## Action item
Scan the records below for the line with "Target: bird with berry in beak" and the line with "If you could point at the bird breast". Repeat those two lines and every line between them exactly, and nothing else.

## Material for this task
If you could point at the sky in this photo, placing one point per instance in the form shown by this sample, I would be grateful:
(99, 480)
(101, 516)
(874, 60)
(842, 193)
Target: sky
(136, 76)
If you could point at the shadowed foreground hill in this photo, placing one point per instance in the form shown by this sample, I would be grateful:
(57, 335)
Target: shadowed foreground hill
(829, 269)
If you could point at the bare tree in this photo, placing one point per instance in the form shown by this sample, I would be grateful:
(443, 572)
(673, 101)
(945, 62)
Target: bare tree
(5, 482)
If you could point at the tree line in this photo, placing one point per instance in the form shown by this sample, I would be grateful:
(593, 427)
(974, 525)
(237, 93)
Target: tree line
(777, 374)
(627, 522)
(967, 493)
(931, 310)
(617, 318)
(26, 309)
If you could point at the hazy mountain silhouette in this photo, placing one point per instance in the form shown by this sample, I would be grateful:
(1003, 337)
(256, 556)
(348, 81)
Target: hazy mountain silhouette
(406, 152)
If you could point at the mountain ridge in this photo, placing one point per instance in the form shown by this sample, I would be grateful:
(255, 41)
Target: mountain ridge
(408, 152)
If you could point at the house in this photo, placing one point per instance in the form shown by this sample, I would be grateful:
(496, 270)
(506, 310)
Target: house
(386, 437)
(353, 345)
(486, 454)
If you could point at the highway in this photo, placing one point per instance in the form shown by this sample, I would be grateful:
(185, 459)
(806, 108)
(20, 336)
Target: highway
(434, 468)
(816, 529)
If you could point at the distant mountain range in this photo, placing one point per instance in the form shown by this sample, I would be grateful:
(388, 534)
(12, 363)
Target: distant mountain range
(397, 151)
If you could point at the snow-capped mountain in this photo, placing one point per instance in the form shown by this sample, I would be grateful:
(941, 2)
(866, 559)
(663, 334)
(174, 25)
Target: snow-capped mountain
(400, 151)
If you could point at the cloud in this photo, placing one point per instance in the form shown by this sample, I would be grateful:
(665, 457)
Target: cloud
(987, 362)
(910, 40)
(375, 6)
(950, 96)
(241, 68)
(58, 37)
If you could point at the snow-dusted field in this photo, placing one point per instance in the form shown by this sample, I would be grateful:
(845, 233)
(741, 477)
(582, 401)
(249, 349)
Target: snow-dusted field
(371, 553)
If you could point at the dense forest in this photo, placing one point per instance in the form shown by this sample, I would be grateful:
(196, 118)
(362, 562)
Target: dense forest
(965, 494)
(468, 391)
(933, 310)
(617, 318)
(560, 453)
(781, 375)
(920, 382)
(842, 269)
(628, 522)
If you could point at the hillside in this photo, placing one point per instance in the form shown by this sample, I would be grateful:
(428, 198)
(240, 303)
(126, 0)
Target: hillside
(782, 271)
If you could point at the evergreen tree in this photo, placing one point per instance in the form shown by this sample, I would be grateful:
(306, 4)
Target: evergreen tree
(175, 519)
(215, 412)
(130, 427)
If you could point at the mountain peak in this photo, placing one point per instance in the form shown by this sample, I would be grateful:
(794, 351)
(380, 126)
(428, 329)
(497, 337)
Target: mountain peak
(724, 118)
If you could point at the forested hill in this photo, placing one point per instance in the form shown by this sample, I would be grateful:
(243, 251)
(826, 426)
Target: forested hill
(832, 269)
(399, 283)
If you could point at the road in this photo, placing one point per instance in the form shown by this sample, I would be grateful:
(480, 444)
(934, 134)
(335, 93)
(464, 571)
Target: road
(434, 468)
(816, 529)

==

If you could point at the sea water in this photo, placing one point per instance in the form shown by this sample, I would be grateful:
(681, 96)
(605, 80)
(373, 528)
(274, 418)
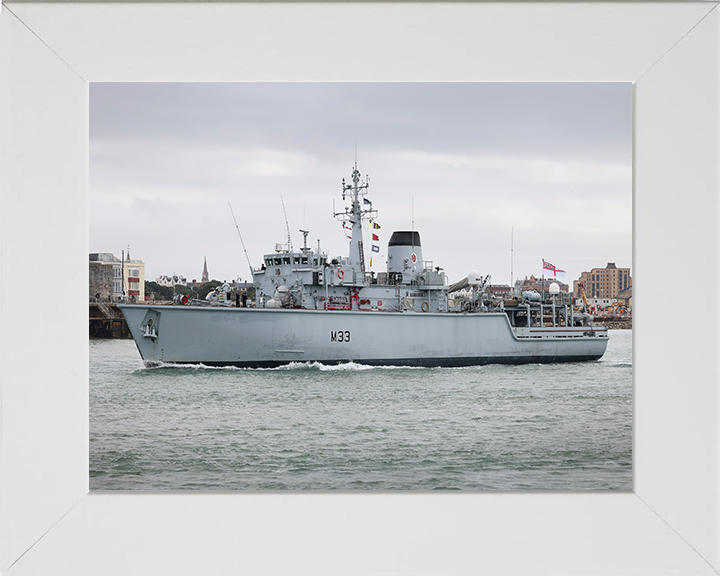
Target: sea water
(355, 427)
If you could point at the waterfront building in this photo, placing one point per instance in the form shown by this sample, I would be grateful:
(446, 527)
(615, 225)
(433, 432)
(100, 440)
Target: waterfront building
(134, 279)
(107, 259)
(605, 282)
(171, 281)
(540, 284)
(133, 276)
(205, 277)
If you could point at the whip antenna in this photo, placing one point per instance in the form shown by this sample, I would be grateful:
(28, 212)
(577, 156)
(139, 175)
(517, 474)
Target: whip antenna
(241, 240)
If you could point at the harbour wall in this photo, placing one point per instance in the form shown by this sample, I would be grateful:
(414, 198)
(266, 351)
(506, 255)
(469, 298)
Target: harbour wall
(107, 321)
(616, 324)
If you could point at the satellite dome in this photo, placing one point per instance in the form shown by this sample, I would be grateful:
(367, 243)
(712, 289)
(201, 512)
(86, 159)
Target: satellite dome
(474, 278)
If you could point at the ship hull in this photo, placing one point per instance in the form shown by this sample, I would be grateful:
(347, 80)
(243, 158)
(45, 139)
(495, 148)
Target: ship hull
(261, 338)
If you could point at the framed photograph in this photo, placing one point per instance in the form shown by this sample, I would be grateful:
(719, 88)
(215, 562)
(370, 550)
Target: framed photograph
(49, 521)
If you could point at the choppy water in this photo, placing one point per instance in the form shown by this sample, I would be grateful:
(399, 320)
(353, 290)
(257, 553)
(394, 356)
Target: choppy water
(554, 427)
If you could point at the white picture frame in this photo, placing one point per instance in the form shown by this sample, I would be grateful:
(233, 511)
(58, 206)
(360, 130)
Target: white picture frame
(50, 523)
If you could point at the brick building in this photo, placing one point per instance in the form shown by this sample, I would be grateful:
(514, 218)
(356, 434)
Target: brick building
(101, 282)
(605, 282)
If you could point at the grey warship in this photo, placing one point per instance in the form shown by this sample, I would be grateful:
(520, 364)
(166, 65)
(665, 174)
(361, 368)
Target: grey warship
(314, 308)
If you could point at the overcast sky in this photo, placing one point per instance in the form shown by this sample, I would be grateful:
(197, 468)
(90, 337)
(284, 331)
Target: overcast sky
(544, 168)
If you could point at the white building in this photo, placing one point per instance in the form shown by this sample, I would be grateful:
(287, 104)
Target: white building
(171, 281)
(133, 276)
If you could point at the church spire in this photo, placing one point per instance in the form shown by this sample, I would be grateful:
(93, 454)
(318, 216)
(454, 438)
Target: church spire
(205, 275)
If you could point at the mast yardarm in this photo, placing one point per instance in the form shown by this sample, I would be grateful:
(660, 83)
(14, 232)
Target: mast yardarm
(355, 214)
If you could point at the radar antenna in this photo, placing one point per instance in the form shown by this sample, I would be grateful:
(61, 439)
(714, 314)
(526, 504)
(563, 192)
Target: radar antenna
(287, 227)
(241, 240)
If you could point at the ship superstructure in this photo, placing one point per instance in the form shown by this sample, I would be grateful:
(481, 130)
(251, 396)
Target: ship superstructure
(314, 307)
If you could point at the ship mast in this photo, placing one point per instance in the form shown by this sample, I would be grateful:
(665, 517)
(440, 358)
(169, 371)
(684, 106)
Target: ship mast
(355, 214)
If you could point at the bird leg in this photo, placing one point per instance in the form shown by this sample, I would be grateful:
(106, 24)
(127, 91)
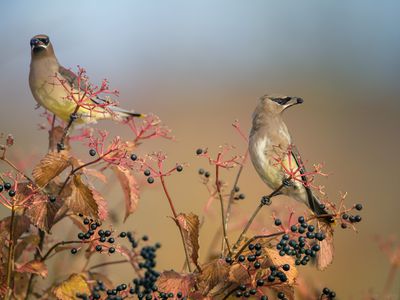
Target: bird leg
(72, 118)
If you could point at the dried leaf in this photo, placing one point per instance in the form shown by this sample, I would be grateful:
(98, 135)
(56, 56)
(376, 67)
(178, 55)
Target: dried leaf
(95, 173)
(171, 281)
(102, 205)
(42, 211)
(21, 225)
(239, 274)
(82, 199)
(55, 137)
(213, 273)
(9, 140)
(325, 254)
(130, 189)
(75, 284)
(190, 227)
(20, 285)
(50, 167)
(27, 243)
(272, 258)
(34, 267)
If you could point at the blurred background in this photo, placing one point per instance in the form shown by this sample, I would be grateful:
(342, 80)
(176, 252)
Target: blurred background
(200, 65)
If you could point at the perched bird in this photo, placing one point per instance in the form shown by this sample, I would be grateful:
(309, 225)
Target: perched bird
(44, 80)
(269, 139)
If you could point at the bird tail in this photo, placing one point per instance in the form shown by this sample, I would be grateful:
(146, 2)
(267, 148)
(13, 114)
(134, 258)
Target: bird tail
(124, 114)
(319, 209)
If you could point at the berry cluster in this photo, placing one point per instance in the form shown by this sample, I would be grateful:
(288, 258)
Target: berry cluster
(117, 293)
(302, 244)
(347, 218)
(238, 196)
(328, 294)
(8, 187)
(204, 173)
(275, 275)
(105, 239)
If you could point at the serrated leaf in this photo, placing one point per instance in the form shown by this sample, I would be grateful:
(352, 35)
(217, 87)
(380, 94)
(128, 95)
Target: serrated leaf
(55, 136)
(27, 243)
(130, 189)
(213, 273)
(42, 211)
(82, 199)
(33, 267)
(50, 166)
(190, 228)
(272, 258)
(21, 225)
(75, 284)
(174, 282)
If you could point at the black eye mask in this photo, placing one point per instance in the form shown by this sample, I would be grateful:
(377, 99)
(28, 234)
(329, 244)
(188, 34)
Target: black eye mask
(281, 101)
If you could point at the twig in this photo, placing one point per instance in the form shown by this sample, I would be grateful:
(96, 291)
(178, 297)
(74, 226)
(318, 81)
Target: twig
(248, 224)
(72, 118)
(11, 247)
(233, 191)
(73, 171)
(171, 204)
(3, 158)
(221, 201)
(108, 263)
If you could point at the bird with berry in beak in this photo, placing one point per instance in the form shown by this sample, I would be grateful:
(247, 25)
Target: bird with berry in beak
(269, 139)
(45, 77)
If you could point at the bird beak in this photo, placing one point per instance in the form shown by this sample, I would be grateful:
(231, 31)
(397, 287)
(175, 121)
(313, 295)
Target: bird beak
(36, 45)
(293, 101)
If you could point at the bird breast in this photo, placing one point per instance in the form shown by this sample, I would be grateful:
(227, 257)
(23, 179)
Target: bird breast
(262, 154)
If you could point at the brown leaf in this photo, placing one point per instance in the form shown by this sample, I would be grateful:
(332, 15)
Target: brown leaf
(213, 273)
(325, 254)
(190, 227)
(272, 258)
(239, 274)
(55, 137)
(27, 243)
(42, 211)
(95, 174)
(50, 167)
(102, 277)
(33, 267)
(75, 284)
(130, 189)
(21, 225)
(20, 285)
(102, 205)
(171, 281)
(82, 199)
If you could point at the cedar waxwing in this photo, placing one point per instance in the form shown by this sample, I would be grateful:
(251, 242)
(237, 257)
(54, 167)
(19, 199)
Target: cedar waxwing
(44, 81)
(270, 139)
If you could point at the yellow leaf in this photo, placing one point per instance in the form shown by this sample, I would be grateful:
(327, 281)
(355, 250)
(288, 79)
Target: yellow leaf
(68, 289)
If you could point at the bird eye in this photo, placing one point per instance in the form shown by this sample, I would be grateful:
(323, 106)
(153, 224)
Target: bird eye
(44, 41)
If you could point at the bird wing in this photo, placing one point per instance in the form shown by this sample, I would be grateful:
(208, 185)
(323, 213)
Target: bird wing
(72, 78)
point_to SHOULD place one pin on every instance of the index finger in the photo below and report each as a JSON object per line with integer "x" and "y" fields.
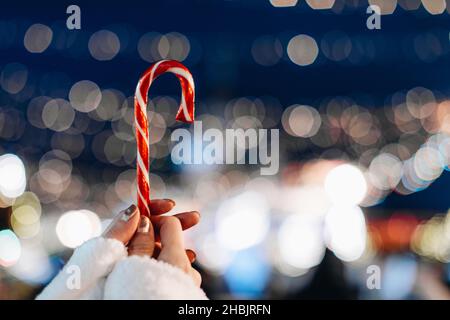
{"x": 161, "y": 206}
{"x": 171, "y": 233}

* * *

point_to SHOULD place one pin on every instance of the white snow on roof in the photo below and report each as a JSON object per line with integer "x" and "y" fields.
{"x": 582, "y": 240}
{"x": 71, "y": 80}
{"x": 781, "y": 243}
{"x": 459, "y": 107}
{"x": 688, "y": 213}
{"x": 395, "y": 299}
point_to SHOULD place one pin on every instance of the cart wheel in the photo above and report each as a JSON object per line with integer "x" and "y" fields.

## Finished task
Target: bird with berry in beak
(269, 139)
(45, 77)
If you could point at the bird beak in this photo, placing one point per instance in the form shown by this sample, I would be grateful:
(231, 31)
(397, 287)
(175, 121)
(313, 295)
Target: bird beak
(36, 45)
(293, 101)
If you could point at the bird breast in this photo, placing one point per instance in the form shown by this sample, I would be grateful:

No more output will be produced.